Stored data entries:
○ ○ ○ ○ ○ ○ ○
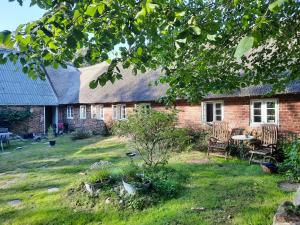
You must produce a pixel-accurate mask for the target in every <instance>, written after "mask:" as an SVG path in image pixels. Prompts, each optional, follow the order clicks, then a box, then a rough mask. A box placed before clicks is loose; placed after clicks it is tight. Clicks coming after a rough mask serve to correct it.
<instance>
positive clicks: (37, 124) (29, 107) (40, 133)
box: [0, 106, 44, 135]
mask: <svg viewBox="0 0 300 225" xmlns="http://www.w3.org/2000/svg"><path fill="white" fill-rule="evenodd" d="M0 107H1V108H9V109H12V110H19V111H25V110H28V108H30V111H31V112H32V113H31V116H30V117H29V118H28V119H26V120H24V121H22V122H18V123H15V124H13V125H11V126H10V127H8V128H9V131H10V132H12V133H14V134H18V135H23V134H28V133H35V134H42V133H44V107H43V106H31V107H29V106H0ZM1 126H2V127H4V126H6V125H4V124H1V121H0V127H1Z"/></svg>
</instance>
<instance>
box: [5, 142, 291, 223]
mask: <svg viewBox="0 0 300 225" xmlns="http://www.w3.org/2000/svg"><path fill="white" fill-rule="evenodd" d="M18 146H23V148H22V149H20V150H16V147H18ZM126 151H129V149H128V147H127V144H126V142H125V141H122V140H119V139H117V138H115V137H108V138H104V137H100V136H94V137H92V138H89V139H85V140H78V141H71V139H70V137H69V136H63V137H59V138H58V140H57V145H56V146H55V147H52V148H50V147H49V146H48V145H47V144H45V143H44V142H41V143H36V144H32V143H31V142H26V143H23V142H22V143H21V142H13V143H12V144H11V146H10V148H9V149H6V153H4V154H0V224H20V225H26V224H30V225H35V224H43V225H45V224H68V225H69V224H105V225H116V224H124V225H125V224H126V225H131V224H132V225H133V224H136V225H142V224H145V225H146V224H147V225H152V224H164V225H167V224H168V225H183V224H186V225H190V224H239V225H242V224H247V225H249V224H263V225H265V224H271V223H272V218H273V215H274V213H275V211H276V209H277V207H278V205H279V204H280V203H282V202H283V201H285V200H289V199H292V196H293V193H286V192H284V191H282V190H281V189H279V188H278V187H277V183H278V181H280V180H282V179H283V178H282V177H280V176H279V175H272V176H271V175H267V174H264V173H263V172H262V171H261V169H260V167H259V166H257V165H251V166H249V165H248V163H247V162H245V161H240V160H227V161H225V160H223V159H218V158H215V159H212V160H211V161H210V162H209V163H207V162H206V161H205V160H202V159H204V158H205V155H204V154H203V153H201V152H186V153H176V154H174V155H173V157H172V158H171V160H170V163H169V165H168V166H169V167H172V168H174V169H176V170H182V171H184V172H185V173H186V174H188V175H189V177H190V178H189V179H188V182H187V183H186V185H185V186H186V188H185V189H183V190H182V192H181V194H180V195H179V196H178V197H177V198H175V199H172V200H169V201H166V202H164V203H160V204H159V205H156V206H154V207H150V208H147V209H145V210H143V211H135V212H133V211H129V210H122V211H118V210H116V209H114V208H112V207H110V206H109V205H105V207H103V208H102V209H97V208H94V209H88V210H84V209H78V208H73V207H72V206H71V204H70V202H69V200H68V198H67V197H66V196H67V191H68V189H69V188H70V187H72V186H74V183H76V182H78V180H82V179H84V176H85V175H82V172H84V171H86V170H88V169H89V167H90V165H91V164H92V163H94V162H97V161H99V160H108V161H111V162H112V163H113V164H114V165H118V166H124V165H126V164H128V163H129V160H128V158H127V157H126V156H125V152H126ZM196 160H197V161H196ZM195 162H197V163H195ZM53 187H58V188H59V191H58V192H48V189H49V188H53ZM14 199H20V200H21V203H19V204H18V205H15V206H11V205H9V204H8V201H11V200H14ZM192 207H194V208H195V207H204V210H203V211H192V210H191V208H192Z"/></svg>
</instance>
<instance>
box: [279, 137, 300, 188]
mask: <svg viewBox="0 0 300 225" xmlns="http://www.w3.org/2000/svg"><path fill="white" fill-rule="evenodd" d="M283 151H284V156H285V158H284V161H283V162H282V163H280V165H279V171H280V172H281V173H284V174H285V175H286V176H287V177H288V179H290V180H292V181H296V182H299V181H300V142H299V141H294V142H292V143H289V144H285V145H284V147H283Z"/></svg>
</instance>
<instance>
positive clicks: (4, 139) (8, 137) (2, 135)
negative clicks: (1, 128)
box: [0, 132, 11, 152]
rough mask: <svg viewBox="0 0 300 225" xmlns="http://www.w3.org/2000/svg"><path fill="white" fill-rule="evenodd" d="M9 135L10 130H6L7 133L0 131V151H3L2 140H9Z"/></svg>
mask: <svg viewBox="0 0 300 225" xmlns="http://www.w3.org/2000/svg"><path fill="white" fill-rule="evenodd" d="M10 135H11V133H10V132H7V133H0V146H1V150H2V152H3V151H4V150H3V141H4V140H9V136H10Z"/></svg>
○ ○ ○ ○ ○ ○ ○
EXERCISE DIRECTIONS: Copy the entries exactly. No pictures.

YOUR SOLUTION:
You must produce a pixel-accurate mask for the target in every <instance>, written after "mask:" as an SVG path in image pixels. Prompts, each optional, follow the order clicks, then a box, then a rough mask. A box placed before clicks is loose; placed after clicks it is tight. Clicks coming after a rough mask serve to correct it.
<instance>
positive clicks: (37, 124) (29, 107) (40, 133)
box: [0, 106, 44, 135]
mask: <svg viewBox="0 0 300 225" xmlns="http://www.w3.org/2000/svg"><path fill="white" fill-rule="evenodd" d="M0 107H1V108H9V109H12V110H19V111H25V110H28V108H30V111H31V112H32V113H31V116H30V117H29V118H28V119H26V120H24V121H22V122H18V123H15V124H13V125H11V126H10V127H8V128H9V131H10V132H12V133H14V134H18V135H23V134H28V133H35V134H42V133H44V107H43V106H31V107H29V106H0ZM1 126H2V127H4V126H6V125H4V124H1V121H0V127H1Z"/></svg>
</instance>
<instance>
box: [5, 142, 291, 223]
mask: <svg viewBox="0 0 300 225" xmlns="http://www.w3.org/2000/svg"><path fill="white" fill-rule="evenodd" d="M18 146H23V148H22V149H20V150H16V147H18ZM126 151H129V149H128V147H127V144H126V142H125V141H122V140H119V139H117V138H115V137H108V138H104V137H100V136H94V137H92V138H89V139H85V140H78V141H71V139H70V137H69V136H63V137H59V138H58V140H57V145H56V146H55V147H52V148H50V147H49V146H48V145H47V144H45V143H44V142H41V143H36V144H32V143H31V142H26V143H23V142H22V143H21V142H13V143H12V144H11V146H10V148H9V149H6V153H4V154H0V224H20V225H26V224H30V225H35V224H43V225H45V224H68V225H69V224H105V225H116V224H124V225H125V224H126V225H131V224H132V225H133V224H136V225H142V224H145V225H146V224H147V225H152V224H164V225H167V224H168V225H183V224H186V225H190V224H239V225H242V224H247V225H249V224H263V225H265V224H271V223H272V218H273V215H274V213H275V211H276V209H277V207H278V205H279V204H280V203H282V202H283V201H285V200H289V199H292V196H293V193H286V192H284V191H282V190H281V189H279V188H278V187H277V183H278V181H280V180H282V179H283V178H282V177H280V176H279V175H272V176H271V175H267V174H264V173H263V172H262V171H261V169H260V167H259V166H257V165H251V166H249V165H248V163H247V162H245V161H240V160H227V161H225V160H223V159H218V158H215V159H212V160H211V161H210V162H209V163H207V162H206V161H205V160H202V159H204V158H205V155H204V154H203V153H201V152H186V153H176V154H174V155H173V157H172V158H171V160H170V163H169V165H168V166H169V167H172V168H174V169H176V170H182V171H184V172H185V173H186V174H188V175H189V177H190V178H189V179H188V182H187V183H186V185H185V186H186V188H185V189H183V190H182V192H181V194H180V195H179V196H178V197H177V198H175V199H172V200H169V201H166V202H164V203H160V204H159V205H156V206H154V207H150V208H147V209H145V210H143V211H135V212H133V211H129V210H122V211H118V210H116V209H114V208H112V207H110V206H109V205H105V207H103V208H102V209H97V208H94V209H88V210H84V209H78V208H73V207H72V206H71V204H70V202H69V200H68V198H67V197H66V196H67V191H68V189H69V188H70V187H72V186H74V183H76V182H78V180H82V179H84V176H85V175H82V172H84V171H86V170H88V169H89V167H90V165H91V164H92V163H94V162H97V161H99V160H108V161H111V162H112V163H113V164H114V165H118V166H124V165H126V164H128V163H129V160H128V158H127V157H126V156H125V152H126ZM196 160H197V161H196ZM195 162H197V163H195ZM53 187H58V188H59V191H58V192H48V189H49V188H53ZM14 199H20V200H21V203H19V204H18V205H15V206H11V205H9V204H8V201H11V200H14ZM192 207H194V208H195V207H204V210H203V211H192V210H191V208H192Z"/></svg>
</instance>
<instance>
box: [279, 137, 300, 188]
mask: <svg viewBox="0 0 300 225" xmlns="http://www.w3.org/2000/svg"><path fill="white" fill-rule="evenodd" d="M283 151H284V156H285V158H284V161H283V162H282V163H280V165H279V171H280V172H281V173H284V174H285V175H286V176H287V177H288V179H290V180H292V181H296V182H299V181H300V142H299V141H294V142H292V143H289V144H285V145H284V147H283Z"/></svg>
</instance>
<instance>
positive clicks: (4, 139) (8, 137) (2, 135)
negative clicks: (1, 128)
box: [0, 132, 11, 152]
rough mask: <svg viewBox="0 0 300 225" xmlns="http://www.w3.org/2000/svg"><path fill="white" fill-rule="evenodd" d="M9 135L10 130H6L7 133L0 131V151H3L2 140H9Z"/></svg>
mask: <svg viewBox="0 0 300 225" xmlns="http://www.w3.org/2000/svg"><path fill="white" fill-rule="evenodd" d="M10 135H11V133H10V132H7V133H0V146H1V150H2V152H3V151H4V150H3V141H4V140H9V136H10Z"/></svg>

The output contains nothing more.